● **Saved entries**:
----

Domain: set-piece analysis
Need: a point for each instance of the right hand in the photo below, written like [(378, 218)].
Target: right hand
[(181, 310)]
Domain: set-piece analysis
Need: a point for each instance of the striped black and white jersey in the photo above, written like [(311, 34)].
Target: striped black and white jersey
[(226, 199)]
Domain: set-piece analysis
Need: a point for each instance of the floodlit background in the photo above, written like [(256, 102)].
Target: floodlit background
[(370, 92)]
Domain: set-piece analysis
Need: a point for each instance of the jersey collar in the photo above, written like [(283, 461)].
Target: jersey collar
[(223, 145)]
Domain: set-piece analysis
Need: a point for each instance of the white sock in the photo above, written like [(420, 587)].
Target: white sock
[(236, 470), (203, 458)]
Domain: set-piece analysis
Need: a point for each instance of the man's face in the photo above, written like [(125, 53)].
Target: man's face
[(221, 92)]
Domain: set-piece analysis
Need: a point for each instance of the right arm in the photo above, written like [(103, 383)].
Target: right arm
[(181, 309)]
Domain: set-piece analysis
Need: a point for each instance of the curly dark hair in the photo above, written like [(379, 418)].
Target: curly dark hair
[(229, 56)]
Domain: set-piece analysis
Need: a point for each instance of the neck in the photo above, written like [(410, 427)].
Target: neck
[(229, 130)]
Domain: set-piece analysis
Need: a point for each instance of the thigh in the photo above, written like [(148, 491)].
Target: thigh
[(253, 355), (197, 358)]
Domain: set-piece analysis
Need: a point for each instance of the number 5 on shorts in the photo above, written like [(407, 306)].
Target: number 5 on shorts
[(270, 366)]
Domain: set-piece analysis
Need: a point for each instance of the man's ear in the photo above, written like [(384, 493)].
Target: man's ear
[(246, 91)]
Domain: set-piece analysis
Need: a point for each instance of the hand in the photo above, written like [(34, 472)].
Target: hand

----

● **Exercise brief**: From start to finish, retype the records above with complete accuracy.

● **Exercise solution**:
Domain: set-piece analysis
Need: a point for each instance of the right hand in the photo below, written like [(378, 218)].
Target: right hand
[(181, 310)]
Domain: set-piece analysis
Need: a point for each instance of the striped black and white jersey in the photo above, written like [(311, 34)].
Target: striped black and white jersey
[(226, 199)]
Domain: set-piece analysis
Need: a point for each instance of the floodlit background in the photo above, written like [(256, 102)].
Target: floodlit background
[(370, 92)]
Domain: set-piece analysis
Need: a point for each instance of the jersey collar in the photo above, written like [(283, 461)].
Target: jersey collar
[(223, 145)]
Domain: set-piece analysis
Need: a point for each instance of the white sock in the photo above, written like [(420, 587)].
Target: white sock
[(236, 470), (203, 458)]
Domain: set-piece analysis
Need: a point for each instance of the man's face in the photo above, written like [(125, 53)].
Target: man's face
[(221, 92)]
Domain: set-piece analysis
Need: a point for each instance of the right arm in the photo above, written like [(103, 383)].
Target: right arm
[(181, 309)]
Domain: set-piece analysis
Need: a point for each instance of the curly dark hair in the photo above, written like [(379, 418)].
Target: curly dark hair
[(229, 56)]
Domain: set-piece analysis
Need: a point for each instance of the neck in the photo above, written like [(410, 427)].
Target: neck
[(229, 130)]
Domain: set-piece analysis
Need: a point for each instance of the thigh in the photo above, written like [(148, 491)].
Target: thigh
[(253, 355), (197, 358)]
Domain: set-piece analysis
Need: a point for each instance of the number 5 on shorts in the photo above, written like [(407, 306)].
Target: number 5 on shorts
[(270, 366)]
Domain: set-piece analysis
Need: a point for each instance of the man's ear in the photo above, written like [(384, 493)].
Target: man's ear
[(246, 91)]
Domain: set-piece analysis
Need: a point for each instance of the hand in the photo above, written like [(34, 472)].
Target: hand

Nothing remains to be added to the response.